According to the article on women artists in Florence museums, in what year was Artemisia Gentileschi accepted for membership in Florence's Accademia del Disegno?

======== Exercise passage

Works by women artists in Florence museums

The neglected minority

Jane Fortune
November 30, 2006

During my research for an upcoming guide book, I have come across a total of 45 women artists represented in Florentine museums. As an art-lover, rather than art historian, I was initially surprised to find so many works by both Italian and non-Italian women present in city museums, since so few are cited in any guide books. The first woman artist spot-lighted here is very well-known, and has more works on public view than any other woman artist in Florence’s museums.ARTEMISIA GENTILESCHI (1593 - 1653)

Born in Rome, Artemisia Gentileschi was the daughter of Orazio Gentileschi, one of the greatest representative painters from the school of Caravaggio. An early Italian Baroque painter, she was greatly influenced by her father’s style and came to be considered one of the most accomplished painters of her time.

Since Artemisia was denied access to all the male academies of art, her father hired Agostino Tassi, a Tuscan painter, to privately tutor his daughter. During that time, Tassi raped the young artist (she was 19), promising later to marry her, which he did not. Her father reported the rape and a controver-sial seven-month trial ensued in Rome. Artemisia was subjected to terrible humiliation and mistreatment, and Tassi was sentenced to one year in prison. Artemisia’s father, to restore her honor, arranged for her to marry Pierantonio Stiattesi, a little-known artist from Florence.

The couple moved to Florence in 1613. Until 1620, Artemisia worked for the court of Cosmio II, where she enjoyed much popularity and success. She gave birth to four children while in Florence, but only one, Prudenzia, about whom little is known, reached adulthood. In 1616, Artemisia became the first woman to be accepted for membership in Florence’s Accademia del Disegno, the fine arts academy, which still thrives today. Although she was a very popular painter, financial and martial problems lead to her return to Rome in 1621. The couple separated while Artemisia was in her early thirties, and she lived as a single woman until her death in Naples in 1653.

Her works are usually quite large, and depict historical, Biblical or mythological heroines. Most of the women she portrayed were marked by violence and, supposedly, many are self portraits. Her works on public view in Florence can be seen at the following locations:CASA BUONARROTI:

Allegory of the Inclination.In 1615, Michelangelo Buonarroti the Younger commissioned Artemisia to paint a complete nude, paying her three times what the other painters (all male) received. The figure was later covered with a drape by a descendent of Michelangelo the Younger. The panel painting was the first work she completed in Florence and can be found on the ceiling of the Galleria.

================
======== Information

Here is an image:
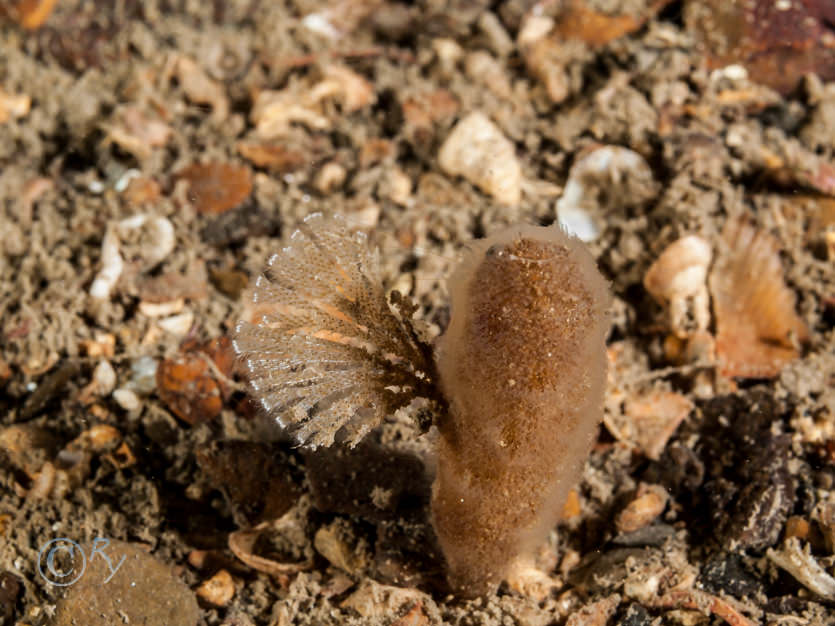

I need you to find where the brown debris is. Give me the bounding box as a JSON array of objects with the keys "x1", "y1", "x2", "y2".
[
  {"x1": 565, "y1": 594, "x2": 621, "y2": 626},
  {"x1": 229, "y1": 496, "x2": 314, "y2": 582},
  {"x1": 651, "y1": 589, "x2": 756, "y2": 626},
  {"x1": 156, "y1": 337, "x2": 233, "y2": 425},
  {"x1": 196, "y1": 441, "x2": 299, "y2": 526},
  {"x1": 173, "y1": 56, "x2": 229, "y2": 122},
  {"x1": 54, "y1": 540, "x2": 200, "y2": 626},
  {"x1": 553, "y1": 0, "x2": 670, "y2": 47},
  {"x1": 684, "y1": 0, "x2": 835, "y2": 94},
  {"x1": 709, "y1": 218, "x2": 809, "y2": 378},
  {"x1": 340, "y1": 578, "x2": 431, "y2": 623},
  {"x1": 177, "y1": 162, "x2": 252, "y2": 215},
  {"x1": 0, "y1": 568, "x2": 23, "y2": 624}
]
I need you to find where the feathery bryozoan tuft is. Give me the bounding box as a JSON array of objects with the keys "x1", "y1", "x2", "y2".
[{"x1": 234, "y1": 213, "x2": 434, "y2": 447}]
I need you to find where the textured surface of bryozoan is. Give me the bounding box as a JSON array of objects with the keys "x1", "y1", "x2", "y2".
[
  {"x1": 432, "y1": 226, "x2": 609, "y2": 596},
  {"x1": 234, "y1": 213, "x2": 430, "y2": 447}
]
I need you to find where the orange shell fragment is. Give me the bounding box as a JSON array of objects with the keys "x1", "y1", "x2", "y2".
[
  {"x1": 177, "y1": 163, "x2": 252, "y2": 215},
  {"x1": 709, "y1": 219, "x2": 809, "y2": 378}
]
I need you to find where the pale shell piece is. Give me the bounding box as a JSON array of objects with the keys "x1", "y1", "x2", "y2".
[
  {"x1": 644, "y1": 235, "x2": 713, "y2": 303},
  {"x1": 644, "y1": 235, "x2": 713, "y2": 339},
  {"x1": 766, "y1": 537, "x2": 835, "y2": 600},
  {"x1": 93, "y1": 360, "x2": 116, "y2": 395},
  {"x1": 90, "y1": 214, "x2": 177, "y2": 300},
  {"x1": 615, "y1": 484, "x2": 669, "y2": 533},
  {"x1": 90, "y1": 228, "x2": 125, "y2": 300},
  {"x1": 438, "y1": 111, "x2": 522, "y2": 205},
  {"x1": 157, "y1": 311, "x2": 194, "y2": 337},
  {"x1": 709, "y1": 218, "x2": 809, "y2": 378},
  {"x1": 195, "y1": 569, "x2": 235, "y2": 606},
  {"x1": 313, "y1": 161, "x2": 348, "y2": 193},
  {"x1": 139, "y1": 298, "x2": 186, "y2": 317},
  {"x1": 556, "y1": 146, "x2": 653, "y2": 241},
  {"x1": 0, "y1": 89, "x2": 32, "y2": 124}
]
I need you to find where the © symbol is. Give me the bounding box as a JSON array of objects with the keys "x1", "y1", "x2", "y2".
[{"x1": 38, "y1": 537, "x2": 87, "y2": 587}]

================

_Response_
1616